◆ **Task statement**
Search the data below for the string "white". Extract every line that contains it.

◆ **Data section**
# # #
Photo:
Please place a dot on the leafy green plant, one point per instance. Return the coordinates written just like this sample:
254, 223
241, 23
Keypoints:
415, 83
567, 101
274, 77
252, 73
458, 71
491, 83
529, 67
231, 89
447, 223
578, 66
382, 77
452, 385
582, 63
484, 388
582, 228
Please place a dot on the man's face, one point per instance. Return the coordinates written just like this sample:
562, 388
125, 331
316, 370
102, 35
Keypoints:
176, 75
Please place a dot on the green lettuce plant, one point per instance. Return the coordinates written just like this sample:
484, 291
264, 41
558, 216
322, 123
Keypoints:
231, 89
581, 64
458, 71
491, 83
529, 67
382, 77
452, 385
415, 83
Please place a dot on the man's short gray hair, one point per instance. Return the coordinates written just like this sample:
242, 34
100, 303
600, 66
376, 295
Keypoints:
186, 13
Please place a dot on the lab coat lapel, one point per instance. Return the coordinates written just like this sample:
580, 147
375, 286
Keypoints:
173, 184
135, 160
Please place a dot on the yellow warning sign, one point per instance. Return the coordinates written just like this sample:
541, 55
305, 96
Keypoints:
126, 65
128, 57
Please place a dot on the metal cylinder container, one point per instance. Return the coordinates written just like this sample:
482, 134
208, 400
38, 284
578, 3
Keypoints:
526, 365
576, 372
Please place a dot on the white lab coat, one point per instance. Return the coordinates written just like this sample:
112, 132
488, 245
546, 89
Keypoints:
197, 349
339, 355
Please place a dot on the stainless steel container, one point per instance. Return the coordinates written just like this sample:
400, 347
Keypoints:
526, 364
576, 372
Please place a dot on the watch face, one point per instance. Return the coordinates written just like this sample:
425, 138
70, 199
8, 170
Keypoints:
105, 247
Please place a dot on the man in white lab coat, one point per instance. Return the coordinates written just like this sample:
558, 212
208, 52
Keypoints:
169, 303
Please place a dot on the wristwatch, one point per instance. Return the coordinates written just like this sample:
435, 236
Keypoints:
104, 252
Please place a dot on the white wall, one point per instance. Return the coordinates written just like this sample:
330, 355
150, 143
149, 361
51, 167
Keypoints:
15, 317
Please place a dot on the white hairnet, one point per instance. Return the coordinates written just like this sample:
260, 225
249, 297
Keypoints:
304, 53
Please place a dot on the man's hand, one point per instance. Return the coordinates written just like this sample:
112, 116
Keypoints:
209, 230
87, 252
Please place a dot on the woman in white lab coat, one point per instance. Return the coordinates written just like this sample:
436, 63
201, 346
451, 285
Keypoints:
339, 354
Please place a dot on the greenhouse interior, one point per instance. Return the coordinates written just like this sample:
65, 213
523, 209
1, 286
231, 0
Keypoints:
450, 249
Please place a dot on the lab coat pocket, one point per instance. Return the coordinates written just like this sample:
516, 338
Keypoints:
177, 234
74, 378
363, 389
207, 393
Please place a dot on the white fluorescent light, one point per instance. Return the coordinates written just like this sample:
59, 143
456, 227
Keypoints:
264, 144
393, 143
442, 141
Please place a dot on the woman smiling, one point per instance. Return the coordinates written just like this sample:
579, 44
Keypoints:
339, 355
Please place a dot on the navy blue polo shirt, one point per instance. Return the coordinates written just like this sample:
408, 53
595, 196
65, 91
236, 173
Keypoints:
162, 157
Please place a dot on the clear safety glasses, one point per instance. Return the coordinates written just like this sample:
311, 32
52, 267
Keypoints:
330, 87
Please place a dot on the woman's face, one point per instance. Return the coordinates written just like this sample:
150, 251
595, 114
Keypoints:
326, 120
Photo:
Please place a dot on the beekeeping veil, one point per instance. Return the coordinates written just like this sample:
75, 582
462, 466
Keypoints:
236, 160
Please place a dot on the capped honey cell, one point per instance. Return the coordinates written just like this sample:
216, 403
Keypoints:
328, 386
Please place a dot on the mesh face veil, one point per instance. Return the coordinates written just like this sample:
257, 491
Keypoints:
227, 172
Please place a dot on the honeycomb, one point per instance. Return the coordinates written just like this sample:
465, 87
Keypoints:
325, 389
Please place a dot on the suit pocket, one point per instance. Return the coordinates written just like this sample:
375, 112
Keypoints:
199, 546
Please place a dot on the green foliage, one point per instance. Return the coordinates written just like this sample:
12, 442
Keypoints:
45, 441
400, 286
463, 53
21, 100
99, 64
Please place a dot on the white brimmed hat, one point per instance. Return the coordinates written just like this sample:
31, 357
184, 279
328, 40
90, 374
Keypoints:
# # #
◆ **Result for this task**
Please place a dot on the white lab coat, one point per instance. Return the coordinates written just like this sample:
Please place a dot on the man in white lab coat, one point per instance. Return the coordinates written just like this sample:
Please place a dot on the white wall, one point per instance. Return the coordinates written just like this sample:
Please place a dot on the white hairnet, one point per instance. Return the coordinates written just like this sample:
Please place a dot on the woman in white lab coat, one point per instance. Return the coordinates written just like this sample:
Please place a dot on the white fluorescent light, one point per instance. Return the coordinates written just like this sample:
Please place a dot on the white brimmed hat, one point per instance. Return the coordinates written just like this sample:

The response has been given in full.